Data provided:
━━━━━━
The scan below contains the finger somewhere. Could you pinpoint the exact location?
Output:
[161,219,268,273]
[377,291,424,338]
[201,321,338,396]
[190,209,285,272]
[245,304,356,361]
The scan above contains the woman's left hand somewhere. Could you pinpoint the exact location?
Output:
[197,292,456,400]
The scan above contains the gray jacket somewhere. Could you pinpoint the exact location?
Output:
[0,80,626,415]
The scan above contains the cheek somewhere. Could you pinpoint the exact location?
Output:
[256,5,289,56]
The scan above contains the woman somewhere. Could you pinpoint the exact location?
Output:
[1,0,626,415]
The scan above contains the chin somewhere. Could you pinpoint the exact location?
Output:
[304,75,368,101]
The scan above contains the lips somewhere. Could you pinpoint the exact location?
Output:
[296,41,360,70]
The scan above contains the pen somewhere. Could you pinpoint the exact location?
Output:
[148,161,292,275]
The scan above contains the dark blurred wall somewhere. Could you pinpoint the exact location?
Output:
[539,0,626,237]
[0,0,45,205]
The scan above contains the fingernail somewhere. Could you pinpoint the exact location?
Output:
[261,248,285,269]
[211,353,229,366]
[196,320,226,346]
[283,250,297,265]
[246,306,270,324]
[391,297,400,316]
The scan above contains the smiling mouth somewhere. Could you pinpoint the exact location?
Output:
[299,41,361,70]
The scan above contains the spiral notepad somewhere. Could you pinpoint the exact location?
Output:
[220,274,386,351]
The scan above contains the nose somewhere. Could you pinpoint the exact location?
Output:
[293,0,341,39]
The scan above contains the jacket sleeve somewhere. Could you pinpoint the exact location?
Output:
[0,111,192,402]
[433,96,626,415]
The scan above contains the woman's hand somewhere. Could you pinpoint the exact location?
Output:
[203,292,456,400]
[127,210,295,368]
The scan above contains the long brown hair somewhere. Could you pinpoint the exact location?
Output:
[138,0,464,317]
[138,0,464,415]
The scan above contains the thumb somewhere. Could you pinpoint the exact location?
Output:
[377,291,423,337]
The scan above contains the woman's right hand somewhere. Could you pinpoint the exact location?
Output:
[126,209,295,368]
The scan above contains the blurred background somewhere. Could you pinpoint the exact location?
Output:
━━━━━━
To do:
Copy out every record above again, swapping "exact location" for "precise position" wherever it occurs and keeping everything else the same.

Written solution:
The scan below contains the finger somewhere. Could you pinpoint the precise position?
Output:
[161,219,268,273]
[377,291,424,338]
[201,321,338,396]
[190,209,285,272]
[245,304,356,361]
The scan above contains the woman's left hand somewhere. Could you pinpoint the precise position?
Output:
[197,292,456,400]
The scan above contains the gray jacket somewhere. Could you pinpoint the precise position?
Output:
[0,80,626,415]
The scan above contains the cheek somewhere. Could you pinpoint the precise position?
Output:
[256,5,289,56]
The scan above contains the woman somewhere. Could you pinpoint the precise position?
Output:
[1,0,626,415]
The scan above contains the chin somewhere. Could you pinpoint the precise position?
Output:
[304,75,368,101]
The scan above contains the lips somewhere. Could you pinpoint the precise position?
Output:
[296,41,360,70]
The scan above contains the pen somewhere. Could you pinpoint the precise position?
Output:
[148,161,292,275]
The scan above contains the dark blurred wall somewhere. Could you pinpoint the precise position?
Output:
[539,0,626,237]
[0,0,45,205]
The scan above contains the fingernail somewhere. Could you pinpoint the precise position?
Output:
[261,248,285,269]
[211,353,229,366]
[196,320,226,346]
[283,250,297,265]
[246,306,270,324]
[391,297,400,316]
The scan above contains the smiling mouth somewhere. Could you pinpoint the precise position?
Output:
[299,41,361,70]
The scan above contains the spiral notepad somewhere. Could you pinpoint the precise position?
Output:
[220,274,386,351]
The scan above contains the nose somewhere. Could you pinpoint the precise position?
Output:
[293,0,341,39]
The scan above contains the jacket sleeve somewhere. Could you pinpoint the precise position?
Output:
[0,111,192,402]
[433,96,626,415]
The scan above contains the woman's hand somewhere. Could you pinpoint the precise position?
Output:
[203,292,456,400]
[127,210,295,368]
The scan above contains the long brown hair somewhere. Could you pinpoint the precise position?
Output:
[138,0,464,317]
[138,0,464,415]
The scan above contains the thumb somewhere. Could you pinpoint the precise position?
Output:
[377,291,423,337]
The scan above contains the woman's right hand somewhere. Could you pinpoint the precise position?
Output:
[126,209,295,368]
The scan above contains the blurred background somewhere. Could you pinpoint the precise position?
Output:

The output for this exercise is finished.